Provided passage:
——————————

I wanted a rover with longer range (WIFI is to short).
On this robot the video and control signals is transferred by a NRF24L01+.
The video is very low resolution and frame-rate (320x240, about 1 frame a second).
And a also build a remote control with a Raspberry Pi 7" Touchscreen Display
The range is at least 400 m.
- Motor controller is a Sabertooth 2X5 driving 4 small DC-motors.
- A NoIr Raspberry Pi camera can be tilted up and down by a servo.
- Servo is controlled by a Adafruit 16-Channel 12-bit PWM/Servo Driver.
- A small OLED display to show IP number
- A digital voltage meters.
- It has two IR LEDs.
- The first IR LED is fixed to the camera, but that did not work because it is reflected in the protective cover.
- So I fixed a large infrared lamp on top of the rover instead.
- The IR lamp is powered by a extra Buck converter that is controlled by a DIL relay which in turn is connected to a GPIO.
- The protective cover is clear plastic glass that i heated and shaped.

——————————

Tasks to complete:
1) Reproduce the rover description verbatim, starting at "On this robot" and ending at "connected to a GPIO.".
2) Extend the rover description past its final line.

Extracted data entries:
——————————

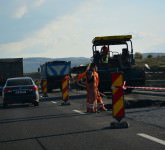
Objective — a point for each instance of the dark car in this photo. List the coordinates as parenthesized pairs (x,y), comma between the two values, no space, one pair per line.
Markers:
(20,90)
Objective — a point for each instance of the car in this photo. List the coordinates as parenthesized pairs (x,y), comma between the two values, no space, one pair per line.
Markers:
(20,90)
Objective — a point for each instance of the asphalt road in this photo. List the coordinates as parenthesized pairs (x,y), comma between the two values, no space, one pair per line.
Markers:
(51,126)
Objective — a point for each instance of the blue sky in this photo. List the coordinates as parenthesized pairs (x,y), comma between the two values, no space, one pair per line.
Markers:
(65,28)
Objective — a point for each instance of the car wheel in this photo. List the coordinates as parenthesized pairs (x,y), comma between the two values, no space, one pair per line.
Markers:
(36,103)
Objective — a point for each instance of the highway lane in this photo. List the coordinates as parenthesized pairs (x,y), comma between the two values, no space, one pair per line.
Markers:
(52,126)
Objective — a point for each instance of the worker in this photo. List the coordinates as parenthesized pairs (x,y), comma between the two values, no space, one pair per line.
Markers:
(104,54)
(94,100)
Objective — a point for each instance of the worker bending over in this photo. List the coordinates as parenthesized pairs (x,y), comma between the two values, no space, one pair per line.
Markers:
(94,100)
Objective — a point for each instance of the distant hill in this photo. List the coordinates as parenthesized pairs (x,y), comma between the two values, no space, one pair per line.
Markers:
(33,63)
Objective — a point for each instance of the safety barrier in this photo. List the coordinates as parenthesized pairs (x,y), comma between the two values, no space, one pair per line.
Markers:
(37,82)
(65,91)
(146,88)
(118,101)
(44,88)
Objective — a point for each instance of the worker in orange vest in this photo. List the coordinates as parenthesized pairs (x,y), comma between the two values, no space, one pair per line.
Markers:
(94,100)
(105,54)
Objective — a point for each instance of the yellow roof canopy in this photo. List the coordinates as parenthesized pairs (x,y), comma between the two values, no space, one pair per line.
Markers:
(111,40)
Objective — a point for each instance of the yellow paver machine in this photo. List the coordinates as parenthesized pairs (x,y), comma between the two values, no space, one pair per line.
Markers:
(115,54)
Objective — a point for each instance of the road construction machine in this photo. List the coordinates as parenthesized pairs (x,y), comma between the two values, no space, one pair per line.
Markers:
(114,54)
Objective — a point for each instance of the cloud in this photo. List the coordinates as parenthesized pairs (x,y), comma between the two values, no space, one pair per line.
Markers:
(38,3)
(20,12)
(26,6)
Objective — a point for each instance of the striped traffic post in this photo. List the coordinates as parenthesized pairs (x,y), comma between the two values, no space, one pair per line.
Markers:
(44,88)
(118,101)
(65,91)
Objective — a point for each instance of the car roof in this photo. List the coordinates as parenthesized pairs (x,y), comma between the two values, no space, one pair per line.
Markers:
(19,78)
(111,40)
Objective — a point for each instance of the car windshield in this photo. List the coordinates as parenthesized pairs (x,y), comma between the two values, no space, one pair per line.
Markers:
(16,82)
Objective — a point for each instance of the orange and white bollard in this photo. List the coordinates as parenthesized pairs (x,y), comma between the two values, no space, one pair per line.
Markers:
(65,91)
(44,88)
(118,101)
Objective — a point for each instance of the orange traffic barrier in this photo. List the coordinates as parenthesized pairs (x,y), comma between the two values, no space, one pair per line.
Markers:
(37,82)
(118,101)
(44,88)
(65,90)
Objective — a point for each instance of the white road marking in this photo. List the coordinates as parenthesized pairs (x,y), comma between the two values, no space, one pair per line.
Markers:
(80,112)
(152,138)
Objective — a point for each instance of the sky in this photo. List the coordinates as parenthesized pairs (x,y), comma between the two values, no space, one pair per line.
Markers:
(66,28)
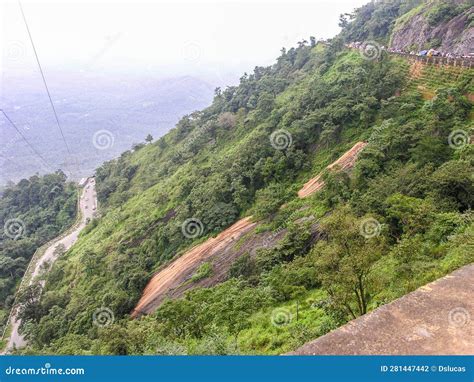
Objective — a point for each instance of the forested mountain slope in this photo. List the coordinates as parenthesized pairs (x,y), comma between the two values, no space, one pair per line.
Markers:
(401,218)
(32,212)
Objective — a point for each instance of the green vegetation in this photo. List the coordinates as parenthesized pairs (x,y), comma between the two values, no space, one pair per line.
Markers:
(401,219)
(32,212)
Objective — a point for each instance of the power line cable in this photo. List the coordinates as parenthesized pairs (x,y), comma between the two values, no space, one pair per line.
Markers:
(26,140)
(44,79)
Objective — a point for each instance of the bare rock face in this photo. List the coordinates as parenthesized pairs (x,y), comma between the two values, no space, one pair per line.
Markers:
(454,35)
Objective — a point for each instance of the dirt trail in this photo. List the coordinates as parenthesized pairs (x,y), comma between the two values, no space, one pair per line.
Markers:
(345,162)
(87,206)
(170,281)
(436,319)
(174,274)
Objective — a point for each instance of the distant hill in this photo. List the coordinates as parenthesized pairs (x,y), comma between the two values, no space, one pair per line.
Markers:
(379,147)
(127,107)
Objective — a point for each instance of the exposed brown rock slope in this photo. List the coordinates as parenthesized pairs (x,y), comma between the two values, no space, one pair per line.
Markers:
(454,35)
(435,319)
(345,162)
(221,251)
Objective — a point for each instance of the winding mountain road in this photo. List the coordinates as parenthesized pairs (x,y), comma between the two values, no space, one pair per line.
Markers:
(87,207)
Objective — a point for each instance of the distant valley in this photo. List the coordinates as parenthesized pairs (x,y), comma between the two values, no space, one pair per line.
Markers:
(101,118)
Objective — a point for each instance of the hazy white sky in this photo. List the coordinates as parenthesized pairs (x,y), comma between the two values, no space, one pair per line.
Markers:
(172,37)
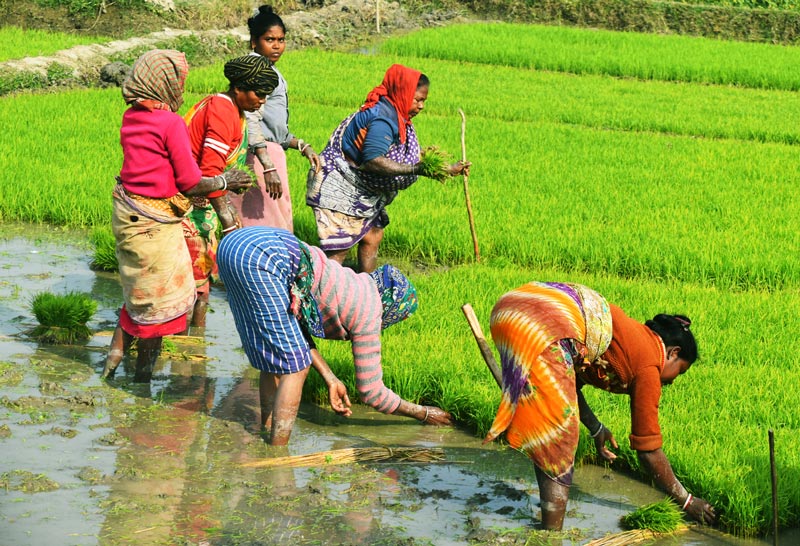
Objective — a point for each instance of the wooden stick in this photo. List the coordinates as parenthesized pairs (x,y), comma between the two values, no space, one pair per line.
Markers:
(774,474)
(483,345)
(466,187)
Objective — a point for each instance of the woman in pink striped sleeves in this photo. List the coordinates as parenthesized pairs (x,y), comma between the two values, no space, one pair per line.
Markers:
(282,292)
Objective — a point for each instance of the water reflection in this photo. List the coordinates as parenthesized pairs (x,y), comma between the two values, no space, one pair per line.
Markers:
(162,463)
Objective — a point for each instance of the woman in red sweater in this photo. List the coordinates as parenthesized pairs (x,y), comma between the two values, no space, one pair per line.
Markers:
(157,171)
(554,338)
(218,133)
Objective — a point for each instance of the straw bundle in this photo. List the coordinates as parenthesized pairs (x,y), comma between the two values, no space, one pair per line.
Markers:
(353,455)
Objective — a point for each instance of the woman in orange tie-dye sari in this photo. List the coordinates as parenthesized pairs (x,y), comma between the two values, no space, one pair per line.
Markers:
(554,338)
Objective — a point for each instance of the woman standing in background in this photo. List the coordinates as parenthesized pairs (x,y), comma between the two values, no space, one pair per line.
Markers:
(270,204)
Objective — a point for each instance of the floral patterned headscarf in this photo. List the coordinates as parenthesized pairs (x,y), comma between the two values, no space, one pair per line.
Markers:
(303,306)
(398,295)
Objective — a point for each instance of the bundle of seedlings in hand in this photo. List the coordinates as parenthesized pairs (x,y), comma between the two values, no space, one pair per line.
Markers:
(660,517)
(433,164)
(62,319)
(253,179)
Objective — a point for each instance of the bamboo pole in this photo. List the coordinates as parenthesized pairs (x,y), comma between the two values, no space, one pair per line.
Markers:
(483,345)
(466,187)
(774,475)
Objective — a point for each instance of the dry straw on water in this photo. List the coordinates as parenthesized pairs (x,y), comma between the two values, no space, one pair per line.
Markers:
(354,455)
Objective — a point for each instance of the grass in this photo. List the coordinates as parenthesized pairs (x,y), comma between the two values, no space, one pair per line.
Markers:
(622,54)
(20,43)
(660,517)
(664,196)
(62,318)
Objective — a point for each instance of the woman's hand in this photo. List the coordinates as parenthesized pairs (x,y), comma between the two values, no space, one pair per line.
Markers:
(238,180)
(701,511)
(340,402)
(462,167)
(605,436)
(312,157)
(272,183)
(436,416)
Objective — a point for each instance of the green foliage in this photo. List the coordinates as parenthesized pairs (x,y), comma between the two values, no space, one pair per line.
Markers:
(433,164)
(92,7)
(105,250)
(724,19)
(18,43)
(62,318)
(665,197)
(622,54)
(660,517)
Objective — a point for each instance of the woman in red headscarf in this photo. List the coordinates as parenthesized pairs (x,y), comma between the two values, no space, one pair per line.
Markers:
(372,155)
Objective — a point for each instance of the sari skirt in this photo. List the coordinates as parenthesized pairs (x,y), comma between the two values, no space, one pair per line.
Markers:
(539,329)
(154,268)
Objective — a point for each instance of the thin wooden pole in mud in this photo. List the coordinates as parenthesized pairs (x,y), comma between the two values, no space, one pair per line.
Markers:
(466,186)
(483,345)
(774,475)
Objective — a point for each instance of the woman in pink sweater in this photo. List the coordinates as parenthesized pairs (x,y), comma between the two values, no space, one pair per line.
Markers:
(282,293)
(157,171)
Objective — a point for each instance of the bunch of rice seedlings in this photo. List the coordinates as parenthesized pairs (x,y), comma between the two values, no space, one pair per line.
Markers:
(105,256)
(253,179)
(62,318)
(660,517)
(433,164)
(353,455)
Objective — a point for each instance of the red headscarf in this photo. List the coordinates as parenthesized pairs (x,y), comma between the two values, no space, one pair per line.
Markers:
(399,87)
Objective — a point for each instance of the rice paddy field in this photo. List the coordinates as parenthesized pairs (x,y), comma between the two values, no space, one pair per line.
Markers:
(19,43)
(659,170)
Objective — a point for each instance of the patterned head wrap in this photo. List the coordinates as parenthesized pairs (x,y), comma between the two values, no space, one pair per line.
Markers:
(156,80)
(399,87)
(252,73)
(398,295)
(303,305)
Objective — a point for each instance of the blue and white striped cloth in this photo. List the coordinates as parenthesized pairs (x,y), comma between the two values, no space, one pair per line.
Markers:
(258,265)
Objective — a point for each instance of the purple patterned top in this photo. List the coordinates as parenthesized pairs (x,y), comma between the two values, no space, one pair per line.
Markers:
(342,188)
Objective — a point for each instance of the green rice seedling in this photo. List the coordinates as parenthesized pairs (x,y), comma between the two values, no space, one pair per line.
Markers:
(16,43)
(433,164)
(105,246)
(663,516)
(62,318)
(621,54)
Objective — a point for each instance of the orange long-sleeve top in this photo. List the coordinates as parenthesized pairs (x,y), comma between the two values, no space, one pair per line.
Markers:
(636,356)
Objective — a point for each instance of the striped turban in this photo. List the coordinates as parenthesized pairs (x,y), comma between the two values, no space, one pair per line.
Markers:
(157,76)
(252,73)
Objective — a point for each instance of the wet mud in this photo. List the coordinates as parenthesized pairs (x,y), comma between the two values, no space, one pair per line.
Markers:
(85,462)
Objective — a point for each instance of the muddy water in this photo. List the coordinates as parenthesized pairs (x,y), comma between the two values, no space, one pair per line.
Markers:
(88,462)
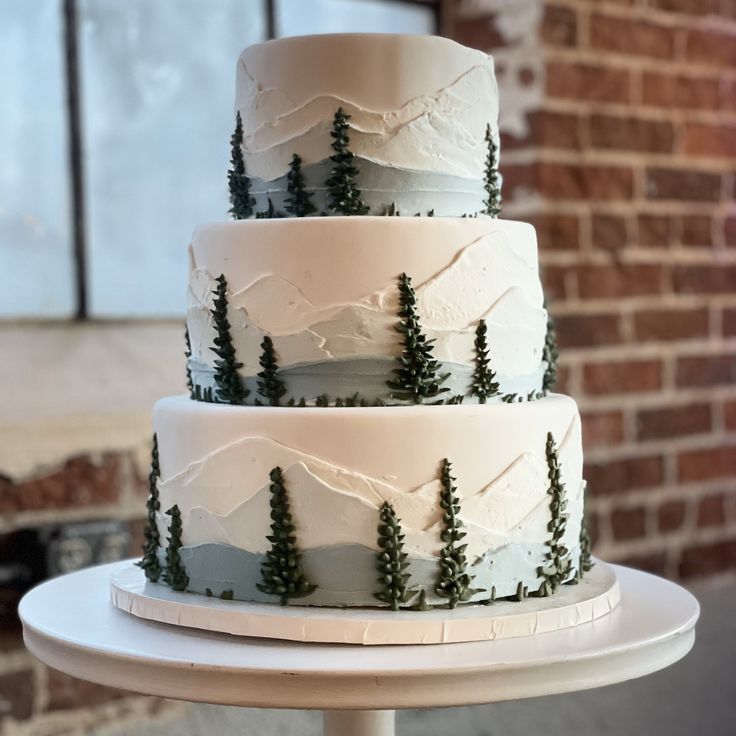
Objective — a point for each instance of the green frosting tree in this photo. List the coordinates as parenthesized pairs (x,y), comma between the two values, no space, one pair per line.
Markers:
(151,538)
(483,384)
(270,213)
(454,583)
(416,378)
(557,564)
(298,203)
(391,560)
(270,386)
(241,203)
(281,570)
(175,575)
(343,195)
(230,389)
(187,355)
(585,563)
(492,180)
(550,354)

——————————

Task responses:
1)
On this robot the video and control signals is transferred by a NRF24L01+.
The video is very low resolution and frame-rate (320x240, about 1 frame a second).
And a also build a remote control with a Raspberry Pi 7" Touchscreen Display
The range is at least 400 m.
- Motor controller is a Sabertooth 2X5 driving 4 small DC-motors.
- A NoIr Raspberry Pi camera can be tilted up and down by a servo.
- Servo is controlled by a Adafruit 16-Channel 12-bit PWM/Servo Driver.
- A small OLED display to show IP number
- A digital voltage meters.
- It has two IR LEDs.
- The first IR LED is fixed to the camera, but that did not work because it is reflected in the protective cover.
- So I fixed a large infrared lamp on top of the rover instead.
- The IR lamp is powered by a extra Buck converter that is controlled by a DIL relay which in turn is connected to a GPIO.

2)
- It is powered by 2 3S LiPo (1300mAh each)
- And a NRF24L01+ to transfer video to the remote control (and receive commands).
- The remote control has a Raspberry Pi 7" Touchscreen Display with Chromium running in kiosk mode.
- I use nodm as display manager to automatically starts an X session at system boot.
- You enable this in Steelsquid Kiss OS by executing: steelsquid browser-on http://localhost/nrf24rover
- A small OLED display to show IP number
- A digital voltage meters.
- Powered by a 3S LiPo (2200 mAh)
- And a NRF24L01+ to transfer commands to the rover (and receive the video)
- The Rover is the master and takes a picture that then is divides into 31 byte packages to transfer to the remote.
- The last byte tells the remote if there is more data or if the whole picture is loaded.
- Between every package from the rover the remote can send a command (drive, tilt or lamp) to the rover (payload ack).
- The remote takes the picture and saves it where the web-server can reach it.
- The HTML5-page has a canvas that you can draw your finger on to tilt the camera and drive the rover.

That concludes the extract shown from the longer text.